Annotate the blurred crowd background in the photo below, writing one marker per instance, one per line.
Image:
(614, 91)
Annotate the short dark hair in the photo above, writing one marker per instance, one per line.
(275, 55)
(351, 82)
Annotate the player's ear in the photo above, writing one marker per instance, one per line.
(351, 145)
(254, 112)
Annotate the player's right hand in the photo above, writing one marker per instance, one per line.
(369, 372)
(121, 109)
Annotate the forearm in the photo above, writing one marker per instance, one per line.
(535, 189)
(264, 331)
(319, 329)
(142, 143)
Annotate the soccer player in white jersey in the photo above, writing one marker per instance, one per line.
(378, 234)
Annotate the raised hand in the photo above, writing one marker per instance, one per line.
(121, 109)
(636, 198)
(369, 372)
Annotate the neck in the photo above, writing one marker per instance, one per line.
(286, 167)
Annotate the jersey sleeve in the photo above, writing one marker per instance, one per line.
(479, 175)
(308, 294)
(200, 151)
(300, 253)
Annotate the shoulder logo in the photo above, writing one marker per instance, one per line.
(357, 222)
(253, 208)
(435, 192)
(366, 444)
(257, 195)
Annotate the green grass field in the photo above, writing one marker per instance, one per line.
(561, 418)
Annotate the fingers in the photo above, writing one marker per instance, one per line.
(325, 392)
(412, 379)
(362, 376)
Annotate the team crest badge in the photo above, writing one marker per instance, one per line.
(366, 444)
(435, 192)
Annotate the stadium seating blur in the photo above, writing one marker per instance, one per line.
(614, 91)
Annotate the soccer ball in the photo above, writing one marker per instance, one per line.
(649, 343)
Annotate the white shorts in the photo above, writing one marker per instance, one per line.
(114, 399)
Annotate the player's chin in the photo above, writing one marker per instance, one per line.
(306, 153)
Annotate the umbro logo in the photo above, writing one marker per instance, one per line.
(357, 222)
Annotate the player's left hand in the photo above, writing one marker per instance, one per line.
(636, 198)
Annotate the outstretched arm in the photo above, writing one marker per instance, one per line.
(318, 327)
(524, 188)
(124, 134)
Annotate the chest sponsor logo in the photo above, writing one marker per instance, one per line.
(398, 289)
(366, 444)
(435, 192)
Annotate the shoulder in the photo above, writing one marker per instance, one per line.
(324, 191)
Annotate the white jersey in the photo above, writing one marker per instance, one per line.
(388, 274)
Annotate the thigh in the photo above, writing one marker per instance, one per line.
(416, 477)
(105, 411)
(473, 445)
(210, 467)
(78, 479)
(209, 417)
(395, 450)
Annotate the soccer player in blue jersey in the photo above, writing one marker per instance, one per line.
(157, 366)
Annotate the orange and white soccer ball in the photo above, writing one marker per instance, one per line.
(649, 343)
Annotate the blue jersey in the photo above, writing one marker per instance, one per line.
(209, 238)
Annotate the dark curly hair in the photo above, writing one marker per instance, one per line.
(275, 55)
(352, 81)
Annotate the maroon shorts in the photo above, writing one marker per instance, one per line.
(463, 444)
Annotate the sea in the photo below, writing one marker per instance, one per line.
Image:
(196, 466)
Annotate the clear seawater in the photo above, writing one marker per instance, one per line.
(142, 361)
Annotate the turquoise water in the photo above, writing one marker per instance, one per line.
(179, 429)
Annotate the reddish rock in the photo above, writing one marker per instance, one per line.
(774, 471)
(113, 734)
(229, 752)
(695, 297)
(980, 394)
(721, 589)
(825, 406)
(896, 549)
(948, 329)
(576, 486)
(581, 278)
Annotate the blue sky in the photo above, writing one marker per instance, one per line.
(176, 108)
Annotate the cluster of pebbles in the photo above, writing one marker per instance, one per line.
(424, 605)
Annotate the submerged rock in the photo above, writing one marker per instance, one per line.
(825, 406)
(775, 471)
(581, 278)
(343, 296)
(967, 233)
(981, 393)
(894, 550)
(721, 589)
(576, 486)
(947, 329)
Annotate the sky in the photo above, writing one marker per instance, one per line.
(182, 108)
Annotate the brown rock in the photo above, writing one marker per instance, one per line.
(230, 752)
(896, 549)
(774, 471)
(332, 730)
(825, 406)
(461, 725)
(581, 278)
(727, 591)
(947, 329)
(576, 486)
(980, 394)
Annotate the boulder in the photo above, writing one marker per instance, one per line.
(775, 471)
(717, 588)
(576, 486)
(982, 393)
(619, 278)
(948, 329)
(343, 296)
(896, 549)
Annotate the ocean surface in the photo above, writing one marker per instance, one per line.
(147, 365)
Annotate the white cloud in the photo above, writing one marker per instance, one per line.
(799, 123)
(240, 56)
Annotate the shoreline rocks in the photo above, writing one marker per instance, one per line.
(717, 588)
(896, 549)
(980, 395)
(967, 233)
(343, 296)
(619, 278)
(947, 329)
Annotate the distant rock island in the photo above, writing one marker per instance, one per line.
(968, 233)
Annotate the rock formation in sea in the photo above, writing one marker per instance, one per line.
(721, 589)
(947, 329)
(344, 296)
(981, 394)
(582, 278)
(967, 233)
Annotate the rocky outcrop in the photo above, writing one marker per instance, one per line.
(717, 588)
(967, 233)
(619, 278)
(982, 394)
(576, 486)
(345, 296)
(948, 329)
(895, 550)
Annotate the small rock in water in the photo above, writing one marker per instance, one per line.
# # # #
Task brief => Print the entire listing above again, every line unchanged.

Finished answer =>
Annotate the blurred crowd background in the photo below, writing one marker per instance, one per line.
Image:
(614, 91)
Annotate the short dark hair in the photo above, writing one marker per instance, one per line.
(275, 55)
(351, 82)
Annotate the player's ear in the photo above, writing one marker per instance, one per line.
(351, 145)
(254, 112)
Annotate the player's right hand in the photo above, writing one marker per instance, one per line.
(369, 372)
(121, 109)
Annotate the forearm in the photo above, writing one marker per instance, one per line.
(535, 189)
(264, 331)
(319, 329)
(142, 143)
Annotate the soccer player in white jersey in the photo above, writing one marker per instance, one per line.
(378, 234)
Annotate the raised hand in the photo above, writing one marker per instance, one per line.
(121, 109)
(636, 198)
(369, 372)
Annotate the neck in the photo above, writing one marker per instance, one per line.
(286, 167)
Annotate the jersey sleeve in the photo above, writing one marker per instance, one per line.
(479, 175)
(308, 294)
(200, 151)
(300, 253)
Annotate the shoulder logo in the photo above, writing one marker per instance, one per line.
(357, 222)
(253, 208)
(435, 192)
(366, 444)
(257, 195)
Annotate the green grass field in the photo above, writing one marker per instance, one per line.
(561, 418)
Annotate the fingers in the photo above, writing one marker per instance, one per line.
(325, 392)
(412, 379)
(362, 376)
Annotate the team crest badge in the photo above, writing one marker per instance, one per line.
(366, 444)
(435, 192)
Annotate the stadium seating blur in the photo above, writing one marker per instance, one per line.
(614, 91)
Annotate the soccer ball in the photo above, writing one marker per instance, one per line.
(649, 343)
Annotate the white shorts in the photo above, writing one marker per instance, one per line.
(114, 399)
Annotate the player's chin in the photo above, writing one marker per instance, one per line.
(306, 153)
Annotate the umbro logo in the photo above, writing one marker per instance, one per line.
(357, 222)
Annotate the player's left hand in the photo above, writing one marker per instance, one per line.
(636, 198)
Annotate the outstretched arm in the photo above, writing one marker per instance, one per line.
(318, 327)
(524, 188)
(124, 134)
Annotate the chest sponsor logo in the photo above, writing one marker per instance, one per line.
(398, 289)
(366, 444)
(435, 192)
Annotate the shoulder in the photo above, writing one marker per instance, one per line.
(324, 191)
Annotate the white jersey in the photo above, writing one marker per instance, one per line.
(388, 274)
Annotate the thigh in the photo above, writing one marker per instance, one per line.
(416, 477)
(105, 411)
(473, 445)
(210, 467)
(78, 479)
(209, 417)
(395, 450)
Annotate the soccer player in blue jersey in the photo above, writing one marker per instance, one per line.
(157, 366)
Annotate the orange and white soccer ball in the photo above, writing one marker per instance, one per line.
(649, 343)
Annotate the blue jersey in the photo above, writing one marker per instance, one per line.
(209, 238)
Annotate the dark curly hair in the photo above, writing one marker per instance, one per line.
(275, 55)
(352, 81)
Annotate the maroon shorts in the photo above, writing one marker per instance, one per line.
(463, 444)
Annotate the sea in the photo below, writing one marker per instance, one per line.
Image:
(196, 466)
Annotate the clear seawater in the photo above, writing one marker per instance, one per line.
(142, 361)
Annotate the turquoise water in the photo above, writing one marker per instance, one per line.
(179, 429)
Annotate the reddish rock in the photo above, writing one marker per instance, one per line.
(774, 471)
(113, 734)
(229, 752)
(695, 297)
(980, 394)
(721, 589)
(825, 406)
(896, 549)
(948, 329)
(576, 486)
(581, 278)
Annotate the blue sky in the photo above, writing one marker per instance, one per line.
(176, 108)
Annotate the cluster of pebbles in the photo above, writing one marker per instance, one per line.
(424, 605)
Annotate the submerged rock in the photo above, writing one marker per instance, one per line.
(825, 406)
(775, 471)
(581, 278)
(343, 296)
(967, 233)
(981, 393)
(894, 550)
(721, 589)
(576, 486)
(947, 329)
Annotate the sky in the photo above, writing one marker per instance, one per line.
(182, 108)
Annotate the brown rock in the photo above, writing one marker per instance, one per line.
(230, 752)
(896, 549)
(774, 471)
(332, 730)
(825, 406)
(461, 725)
(581, 278)
(727, 591)
(947, 329)
(576, 486)
(980, 394)
Annotate the boulder in the photo above, writing one marker per instance, one per line.
(775, 471)
(717, 588)
(576, 486)
(982, 393)
(619, 278)
(948, 329)
(343, 296)
(896, 549)
Annotate the ocean surface in the photo above, writing one marker per instance, one per line.
(147, 365)
Annotate the white cloud in the photo above, writing one marker per instance, one per line.
(799, 123)
(240, 56)
Annotate the shoreline rocks in the photo above, writing one marker per instance, one per line.
(717, 588)
(896, 549)
(980, 395)
(967, 233)
(343, 296)
(619, 278)
(947, 329)
Annotate the distant rock island in the photo above, writing one marker per instance, one per line.
(968, 233)
Annotate the rock formation in sea in the photo above, writing one marker per instance, one per line.
(721, 589)
(947, 329)
(344, 296)
(981, 394)
(582, 278)
(967, 233)
Annotate the rocky outcrop in the photo above, writing one marker per instance, one per line.
(717, 588)
(967, 233)
(619, 278)
(982, 394)
(576, 486)
(345, 296)
(948, 329)
(895, 550)
Annotate the small rock in water in the photo above, writing one marker per instance, one per line.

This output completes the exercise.